→ **Task objective**: The records below need retyping in full; give them again exactly.

→ **Supplied entries**:
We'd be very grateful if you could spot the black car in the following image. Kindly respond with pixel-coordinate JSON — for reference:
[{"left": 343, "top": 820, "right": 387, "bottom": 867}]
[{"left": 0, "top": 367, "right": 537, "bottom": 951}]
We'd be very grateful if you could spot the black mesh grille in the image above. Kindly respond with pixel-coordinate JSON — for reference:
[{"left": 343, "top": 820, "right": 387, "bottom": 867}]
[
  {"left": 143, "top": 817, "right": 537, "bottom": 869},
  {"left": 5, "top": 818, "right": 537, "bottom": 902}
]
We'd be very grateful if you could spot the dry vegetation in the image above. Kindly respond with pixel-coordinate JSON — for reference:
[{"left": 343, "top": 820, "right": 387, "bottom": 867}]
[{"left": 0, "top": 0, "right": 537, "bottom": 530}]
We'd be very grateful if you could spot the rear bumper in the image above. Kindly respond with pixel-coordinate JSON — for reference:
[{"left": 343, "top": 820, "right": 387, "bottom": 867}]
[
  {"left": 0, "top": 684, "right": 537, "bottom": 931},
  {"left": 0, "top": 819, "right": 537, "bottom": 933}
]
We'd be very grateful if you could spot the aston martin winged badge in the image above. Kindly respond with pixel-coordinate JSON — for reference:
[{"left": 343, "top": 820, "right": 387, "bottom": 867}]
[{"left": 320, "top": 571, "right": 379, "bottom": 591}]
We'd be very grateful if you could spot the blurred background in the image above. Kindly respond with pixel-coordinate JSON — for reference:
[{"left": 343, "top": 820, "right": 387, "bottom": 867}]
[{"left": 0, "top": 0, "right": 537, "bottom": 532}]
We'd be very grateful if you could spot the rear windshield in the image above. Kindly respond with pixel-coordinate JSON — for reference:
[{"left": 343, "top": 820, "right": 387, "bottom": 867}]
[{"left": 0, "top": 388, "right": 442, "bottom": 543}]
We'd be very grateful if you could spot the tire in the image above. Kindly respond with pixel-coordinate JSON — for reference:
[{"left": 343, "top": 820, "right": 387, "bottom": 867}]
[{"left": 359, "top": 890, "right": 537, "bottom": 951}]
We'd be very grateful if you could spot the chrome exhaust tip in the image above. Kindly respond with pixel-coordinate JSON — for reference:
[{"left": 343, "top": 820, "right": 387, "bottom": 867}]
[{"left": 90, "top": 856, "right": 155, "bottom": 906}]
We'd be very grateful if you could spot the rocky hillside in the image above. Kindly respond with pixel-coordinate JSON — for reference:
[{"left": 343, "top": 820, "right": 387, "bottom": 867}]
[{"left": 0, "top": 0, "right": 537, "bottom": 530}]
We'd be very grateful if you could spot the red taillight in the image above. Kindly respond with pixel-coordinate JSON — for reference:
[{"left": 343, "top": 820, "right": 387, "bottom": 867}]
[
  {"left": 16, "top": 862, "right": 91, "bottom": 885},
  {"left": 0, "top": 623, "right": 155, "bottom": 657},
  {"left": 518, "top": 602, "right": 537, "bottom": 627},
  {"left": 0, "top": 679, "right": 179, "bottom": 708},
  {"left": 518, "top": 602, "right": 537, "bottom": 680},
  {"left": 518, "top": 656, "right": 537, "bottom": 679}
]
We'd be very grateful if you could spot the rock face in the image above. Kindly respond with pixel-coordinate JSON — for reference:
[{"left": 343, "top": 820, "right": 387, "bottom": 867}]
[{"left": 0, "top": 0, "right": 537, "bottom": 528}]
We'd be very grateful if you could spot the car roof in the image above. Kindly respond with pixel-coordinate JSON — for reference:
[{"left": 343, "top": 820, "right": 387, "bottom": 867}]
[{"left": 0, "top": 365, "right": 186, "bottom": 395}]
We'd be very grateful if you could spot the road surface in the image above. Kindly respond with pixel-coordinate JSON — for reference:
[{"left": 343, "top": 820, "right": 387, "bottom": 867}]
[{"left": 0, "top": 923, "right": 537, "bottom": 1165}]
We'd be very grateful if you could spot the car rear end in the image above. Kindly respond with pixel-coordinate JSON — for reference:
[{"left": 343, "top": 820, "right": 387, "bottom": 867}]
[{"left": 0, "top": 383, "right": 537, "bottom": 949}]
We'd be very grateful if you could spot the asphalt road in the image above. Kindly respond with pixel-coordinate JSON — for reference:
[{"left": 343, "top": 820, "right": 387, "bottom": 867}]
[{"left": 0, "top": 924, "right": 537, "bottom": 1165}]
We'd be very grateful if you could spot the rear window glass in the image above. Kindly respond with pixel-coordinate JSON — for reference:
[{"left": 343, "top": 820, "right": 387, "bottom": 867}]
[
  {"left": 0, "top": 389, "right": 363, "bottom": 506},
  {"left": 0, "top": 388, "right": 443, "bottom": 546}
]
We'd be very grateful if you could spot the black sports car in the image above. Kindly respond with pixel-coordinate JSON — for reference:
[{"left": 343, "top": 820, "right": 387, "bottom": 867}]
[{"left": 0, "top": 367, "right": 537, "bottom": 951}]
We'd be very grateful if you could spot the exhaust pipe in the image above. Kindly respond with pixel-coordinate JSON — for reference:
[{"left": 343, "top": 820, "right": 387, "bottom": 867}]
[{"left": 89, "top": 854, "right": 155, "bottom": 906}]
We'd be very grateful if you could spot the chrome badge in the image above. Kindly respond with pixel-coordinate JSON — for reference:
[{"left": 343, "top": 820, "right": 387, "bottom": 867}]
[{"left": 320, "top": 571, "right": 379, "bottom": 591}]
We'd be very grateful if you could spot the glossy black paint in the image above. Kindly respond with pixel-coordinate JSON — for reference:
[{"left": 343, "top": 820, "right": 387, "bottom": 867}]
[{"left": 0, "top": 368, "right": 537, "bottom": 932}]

→ **Written response**:
We'd be very grateful if you could spot the black car in the following image. Kindly respond with pixel-coordinate JSON — for reference:
[{"left": 343, "top": 820, "right": 387, "bottom": 867}]
[{"left": 0, "top": 367, "right": 537, "bottom": 951}]
We'd be very grateful if you could spot the black mesh grille in the image above. Kindly respond with pixel-coordinate JSON — for reference:
[{"left": 343, "top": 820, "right": 387, "bottom": 867}]
[
  {"left": 143, "top": 817, "right": 537, "bottom": 869},
  {"left": 5, "top": 818, "right": 537, "bottom": 902}
]
We'd be very grateful if you could spot the dry vegetation in the image above. Kindly respond with pixel-coordinate JSON — for reference:
[{"left": 343, "top": 820, "right": 387, "bottom": 867}]
[{"left": 0, "top": 0, "right": 537, "bottom": 530}]
We'd be very grateful if you could spot the rear bumper in the image above. Kindly respond with pixel-coordinate JSON — for reference:
[{"left": 343, "top": 820, "right": 387, "bottom": 867}]
[
  {"left": 0, "top": 684, "right": 537, "bottom": 931},
  {"left": 0, "top": 819, "right": 537, "bottom": 933}
]
We'd be very grateful if you could spot the aston martin winged badge in the image above. Kindly respond with pixel-coordinate JSON — for reference:
[{"left": 343, "top": 820, "right": 387, "bottom": 867}]
[{"left": 320, "top": 571, "right": 379, "bottom": 591}]
We'd be very grateful if you could spot the blurred background in the image above. Kindly respond with pixel-coordinate JSON — for reference:
[{"left": 343, "top": 820, "right": 387, "bottom": 867}]
[{"left": 0, "top": 0, "right": 537, "bottom": 532}]
We'd be very grateful if you could spot the rear windshield in the image above. Kindly respond with pixel-coordinate JSON — for reference:
[{"left": 343, "top": 820, "right": 387, "bottom": 867}]
[{"left": 0, "top": 388, "right": 442, "bottom": 543}]
We'd be very grateful if you could spot the tire in the image above. Kindly respond with pixel-coordinate JSON — for reference:
[{"left": 343, "top": 820, "right": 387, "bottom": 867}]
[{"left": 359, "top": 890, "right": 537, "bottom": 951}]
We'd be very grateful if you could spot the chrome exhaust tip in the image above. Kindly respond with pixel-coordinate JSON — for reference:
[{"left": 343, "top": 820, "right": 387, "bottom": 867}]
[{"left": 90, "top": 856, "right": 155, "bottom": 906}]
We'd be very grateful if you could spot the rocky hillside in the image above. Kindly respond with pixel-coordinate JSON — for reference:
[{"left": 343, "top": 820, "right": 387, "bottom": 867}]
[{"left": 0, "top": 0, "right": 537, "bottom": 530}]
We'd be very grateful if you could spot the red taillight in the image above. Kindly respond with pixel-coordinate JSON — for reference:
[{"left": 343, "top": 820, "right": 387, "bottom": 867}]
[
  {"left": 16, "top": 862, "right": 91, "bottom": 885},
  {"left": 0, "top": 623, "right": 155, "bottom": 657},
  {"left": 518, "top": 602, "right": 537, "bottom": 627},
  {"left": 0, "top": 679, "right": 179, "bottom": 708},
  {"left": 518, "top": 602, "right": 537, "bottom": 680},
  {"left": 518, "top": 656, "right": 537, "bottom": 679}
]
We'd be very grateful if you could spot the rock face in the image above. Kindly respond with pixel-coordinate JSON — for reference:
[{"left": 343, "top": 820, "right": 387, "bottom": 867}]
[{"left": 0, "top": 0, "right": 537, "bottom": 528}]
We'd be very grateful if you could spot the car roof in the image above. Kindly respond with pixel-coordinate JSON — for reference:
[{"left": 343, "top": 820, "right": 387, "bottom": 867}]
[{"left": 0, "top": 365, "right": 186, "bottom": 395}]
We'd be very grateful if you could spot the road surface in the image above. Kindly respond with pixel-coordinate JSON — for reference:
[{"left": 343, "top": 820, "right": 387, "bottom": 867}]
[{"left": 0, "top": 923, "right": 537, "bottom": 1165}]
We'd be very grateful if you could spot the car rear end in the image above. Kindly respond with pixel-coordinate JSON — for reference:
[{"left": 343, "top": 820, "right": 387, "bottom": 867}]
[{"left": 0, "top": 383, "right": 537, "bottom": 949}]
We'd be very grateful if you could spot the asphalt road in the image above. Kindly respond with pixel-coordinate JSON — for reference:
[{"left": 343, "top": 820, "right": 387, "bottom": 867}]
[{"left": 0, "top": 924, "right": 537, "bottom": 1165}]
We'd be very grateful if you could spot the rear window glass in the image above. Kindly respond with pixel-coordinate JSON — for reference:
[{"left": 343, "top": 820, "right": 387, "bottom": 867}]
[
  {"left": 0, "top": 389, "right": 363, "bottom": 506},
  {"left": 0, "top": 388, "right": 443, "bottom": 546}
]
We'd be very grateful if you could spot the black sports car in the image above. Kindly respond with pixel-coordinate JSON — for reference:
[{"left": 343, "top": 820, "right": 387, "bottom": 867}]
[{"left": 0, "top": 367, "right": 537, "bottom": 951}]
We'd be very grateful if you could spot the exhaust pipe in the image above. Kindly respond with pixel-coordinate JSON — for reference:
[{"left": 343, "top": 820, "right": 387, "bottom": 867}]
[{"left": 89, "top": 854, "right": 155, "bottom": 906}]
We'd be very grateful if you could spot the chrome badge in the image above. Kindly respond with pixel-coordinate JSON — for reference:
[{"left": 343, "top": 820, "right": 387, "bottom": 867}]
[{"left": 320, "top": 571, "right": 379, "bottom": 591}]
We'd be very grateful if you could spot the glossy black paint in the image above. Kindly respond with pixel-coordinate JSON — for reference:
[{"left": 343, "top": 820, "right": 387, "bottom": 867}]
[{"left": 0, "top": 368, "right": 537, "bottom": 932}]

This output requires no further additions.